(begin)

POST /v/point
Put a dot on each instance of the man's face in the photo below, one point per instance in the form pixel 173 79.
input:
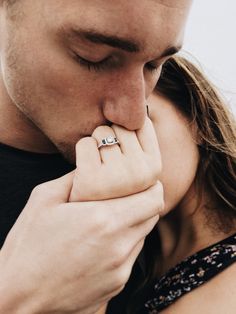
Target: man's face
pixel 70 66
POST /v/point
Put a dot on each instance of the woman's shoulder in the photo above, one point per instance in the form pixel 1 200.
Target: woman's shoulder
pixel 214 296
pixel 203 282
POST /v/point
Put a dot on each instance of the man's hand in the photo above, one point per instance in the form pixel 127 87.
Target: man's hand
pixel 73 257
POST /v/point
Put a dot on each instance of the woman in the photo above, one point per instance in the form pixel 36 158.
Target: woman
pixel 194 243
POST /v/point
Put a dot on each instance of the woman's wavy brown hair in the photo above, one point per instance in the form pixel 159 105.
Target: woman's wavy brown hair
pixel 197 99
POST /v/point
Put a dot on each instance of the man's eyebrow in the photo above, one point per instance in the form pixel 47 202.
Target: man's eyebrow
pixel 170 51
pixel 110 40
pixel 115 41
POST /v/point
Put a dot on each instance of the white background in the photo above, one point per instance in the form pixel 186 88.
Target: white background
pixel 211 38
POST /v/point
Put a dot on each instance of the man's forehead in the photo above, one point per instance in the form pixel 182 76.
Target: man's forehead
pixel 174 3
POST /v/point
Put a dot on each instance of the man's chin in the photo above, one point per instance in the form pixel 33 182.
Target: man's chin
pixel 67 151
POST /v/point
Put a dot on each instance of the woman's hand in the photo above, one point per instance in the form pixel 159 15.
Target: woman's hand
pixel 118 170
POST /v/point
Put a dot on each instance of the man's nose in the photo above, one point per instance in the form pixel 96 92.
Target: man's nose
pixel 125 102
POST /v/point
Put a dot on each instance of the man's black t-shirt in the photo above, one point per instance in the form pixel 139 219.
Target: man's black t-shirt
pixel 20 172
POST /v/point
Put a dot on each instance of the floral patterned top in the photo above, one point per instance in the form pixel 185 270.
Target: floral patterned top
pixel 191 273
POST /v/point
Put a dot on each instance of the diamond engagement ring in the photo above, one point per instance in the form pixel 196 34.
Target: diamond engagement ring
pixel 108 141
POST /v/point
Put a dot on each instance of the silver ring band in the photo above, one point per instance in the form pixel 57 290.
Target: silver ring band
pixel 108 141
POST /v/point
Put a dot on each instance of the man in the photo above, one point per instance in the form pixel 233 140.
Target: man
pixel 67 68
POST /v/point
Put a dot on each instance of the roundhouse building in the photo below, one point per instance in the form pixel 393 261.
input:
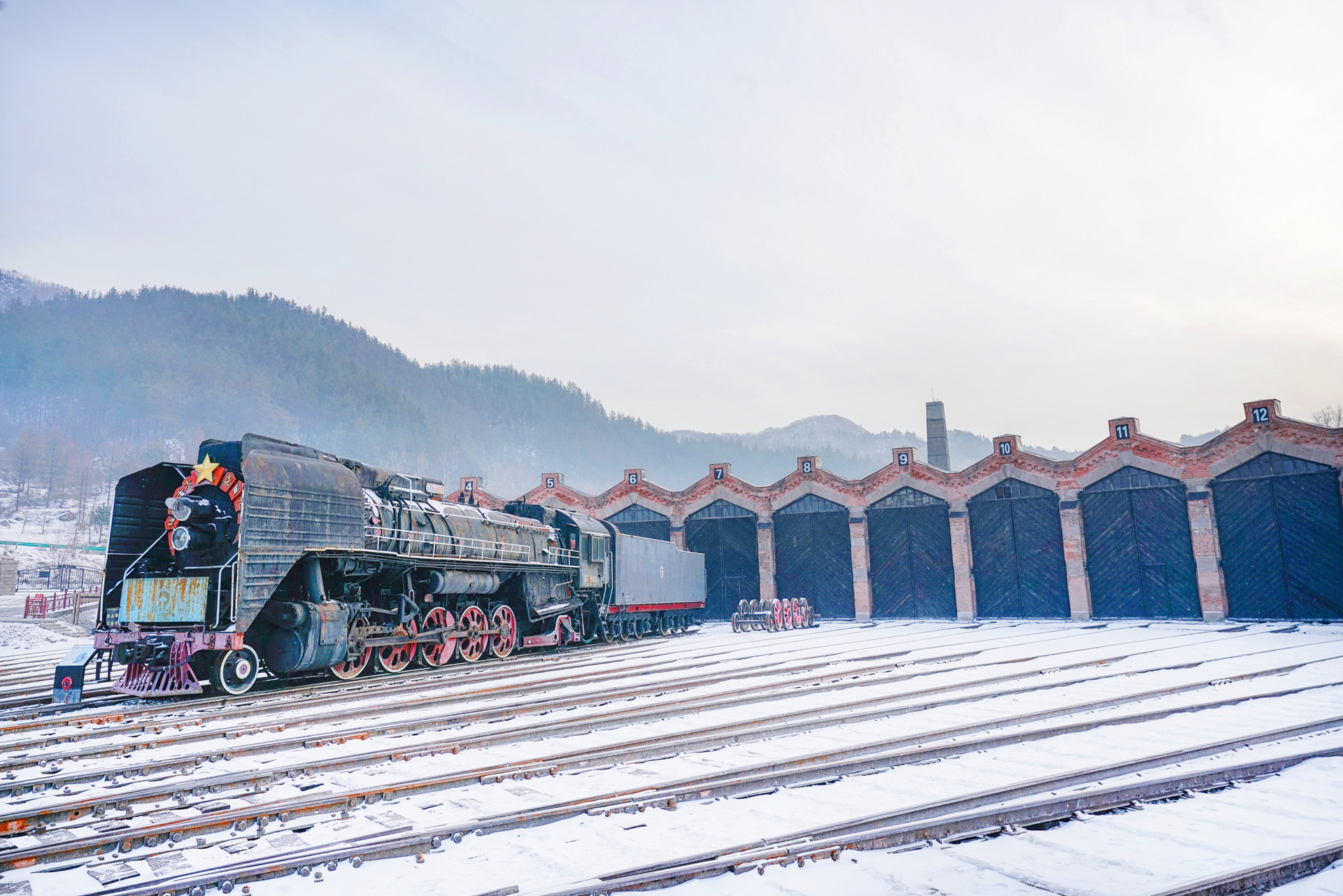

(end)

Put every line of the rows above into a Markdown table with two columns, "No." for the line number and "Entry" for the line itself, skipping any blank lines. Leave the pictures out.

# Solution below
| No. | Entry |
|---|---|
| 1 | POST /v/point |
| 2 | Put a dot on each instance of the man's face in the photo below, one point per instance in the form pixel 173 79. |
| 3 | input: |
| 4 | Target: man's face |
| 5 | pixel 70 66 |
| 6 | POST /v/point |
| 7 | Put a dot on each instance of the woman's shoulder in the photo above, one point per instance in the form pixel 1 200. |
| 8 | Target: woman's shoulder |
| 9 | pixel 214 296 |
| 10 | pixel 203 282 |
| 11 | POST /v/point |
| 12 | Put a dot on each instance of the man's hand in the photo above, one point per instance in the form pixel 127 87. |
| 13 | Target: man's hand |
| 14 | pixel 73 257 |
| 15 | POST /v/point |
| 16 | Put a dot on each instance of the woman in the photo above, one point per instance in the form pixel 36 158. |
| 17 | Target: woman |
| 18 | pixel 194 243 |
| 19 | POST /v/point |
| 20 | Put a dot on each instance of the woman's wavy brown hair in the photo above, one point per instance in the form pixel 159 105. |
| 21 | Target: woman's wavy brown hair |
| 22 | pixel 197 99 |
| 23 | POST /v/point |
| 24 | Put a dot on each instance of the man's eyebrow in the photo above, one point per instance in the form pixel 47 202. |
| 25 | Target: man's eyebrow |
| 26 | pixel 170 51 |
| 27 | pixel 110 40 |
| 28 | pixel 115 41 |
| 29 | POST /v/point |
| 30 | Put a dot on each instance of the white background in the photo above, one point per instance in the form pixel 186 88. |
| 31 | Target: white background |
| 32 | pixel 211 38 |
| 33 | POST /v/point |
| 34 | Put a dot on each instance of the man's forehead in the photo above, one point per instance in the form pixel 182 76. |
| 35 | Target: man's forehead |
| 36 | pixel 174 3 |
| 37 | POST /v/point |
| 38 | Put a dot on each instance of the man's chin in the photo above, one point per instance in the form pixel 33 182. |
| 39 | Target: man's chin |
| 40 | pixel 67 151 |
| 41 | POST /v/point |
| 42 | Put a dot on each instance of the woman's hand in the photo above, one point per instance in the form pixel 159 15. |
| 43 | Target: woman's hand |
| 44 | pixel 118 170 |
| 45 | POST /v/point |
| 46 | Put a dot on each instance of the man's nose in the photo above, one point per instance in the form pixel 96 92. |
| 47 | Target: man's nose |
| 48 | pixel 125 102 |
| 49 | POST /v/point |
| 50 | Put a dot on each instance of the man's black t-shirt in the photo above, one point per instance in the form pixel 139 219. |
| 51 | Target: man's black t-shirt |
| 52 | pixel 20 172 |
| 53 | POST /v/point |
| 54 | Put a dot on each instance of the floral patterned top in the photo above, one point per instance in the form pixel 185 270. |
| 55 | Target: floral patterned top |
| 56 | pixel 191 273 |
| 57 | POST /v/point |
| 58 | Put a dot on each instance of the diamond engagement ring in the photo above, one point per instance in the form pixel 196 34. |
| 59 | Target: diamond engagement ring |
| 60 | pixel 108 141 |
| 61 | POST /v/point |
| 62 | Put a dot on each instance of the silver ring band in the photo above, one point per instance in the form pixel 57 290. |
| 63 | Target: silver ring band |
| 64 | pixel 108 141 |
| 65 | POST /v/point |
| 66 | Put a dot on each instance of the man in the photo above, one point per instance in the form pixel 233 140. |
| 67 | Target: man |
| 68 | pixel 67 68 |
| 69 | POST /v/point |
| 70 | Put a dot on each instance of the roundhouse building in the photo below, one point per instance in the form pixel 393 261. |
| 71 | input: |